◆ STATED GOAL
Rewrite the data from the line with "Give bounding boxes" to the line with "[187,590,412,740]", changing "countertop" to "tabletop" and keeping everything else the same. Leave the pictures out of your answer.

◆ WORKING DATA
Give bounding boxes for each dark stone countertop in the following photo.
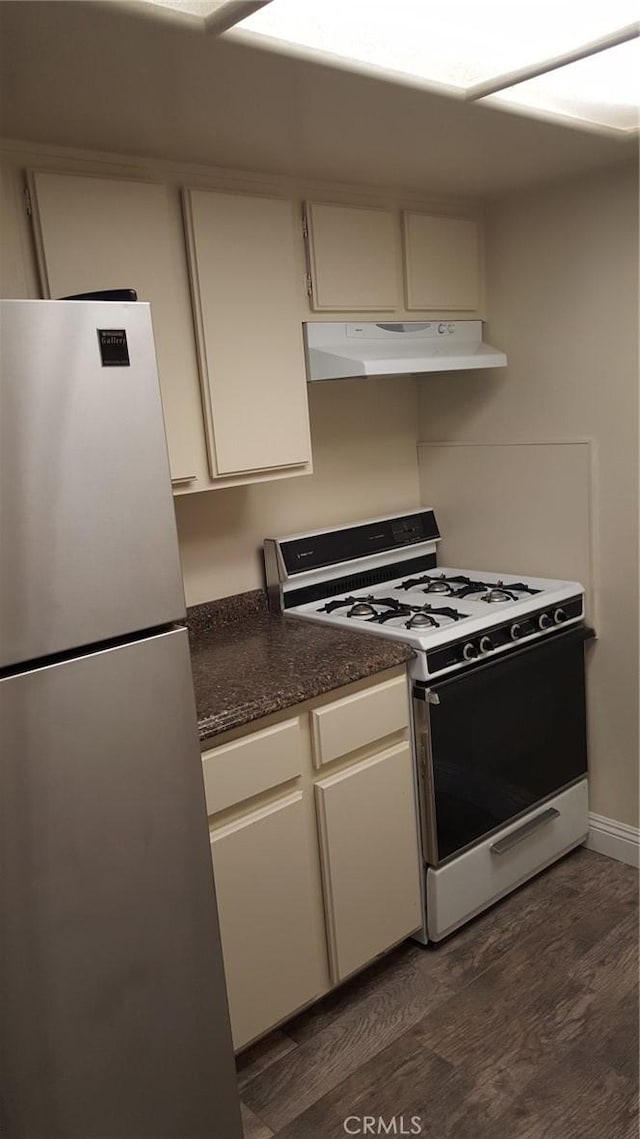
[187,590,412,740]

---

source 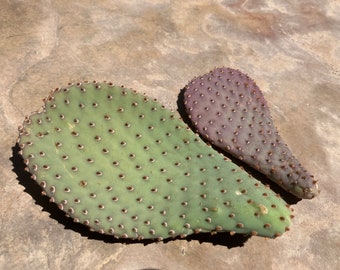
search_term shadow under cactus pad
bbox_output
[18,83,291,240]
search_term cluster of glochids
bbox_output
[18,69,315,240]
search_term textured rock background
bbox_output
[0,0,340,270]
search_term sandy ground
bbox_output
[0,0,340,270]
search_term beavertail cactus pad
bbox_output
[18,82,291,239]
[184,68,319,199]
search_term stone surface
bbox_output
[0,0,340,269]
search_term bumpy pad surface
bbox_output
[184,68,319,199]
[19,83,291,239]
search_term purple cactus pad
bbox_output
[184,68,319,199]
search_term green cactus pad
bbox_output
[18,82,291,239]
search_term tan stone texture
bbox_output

◆ TASK SOLUTION
Give bounding boxes for each dark stone tabletop in the following photo.
[187,590,412,740]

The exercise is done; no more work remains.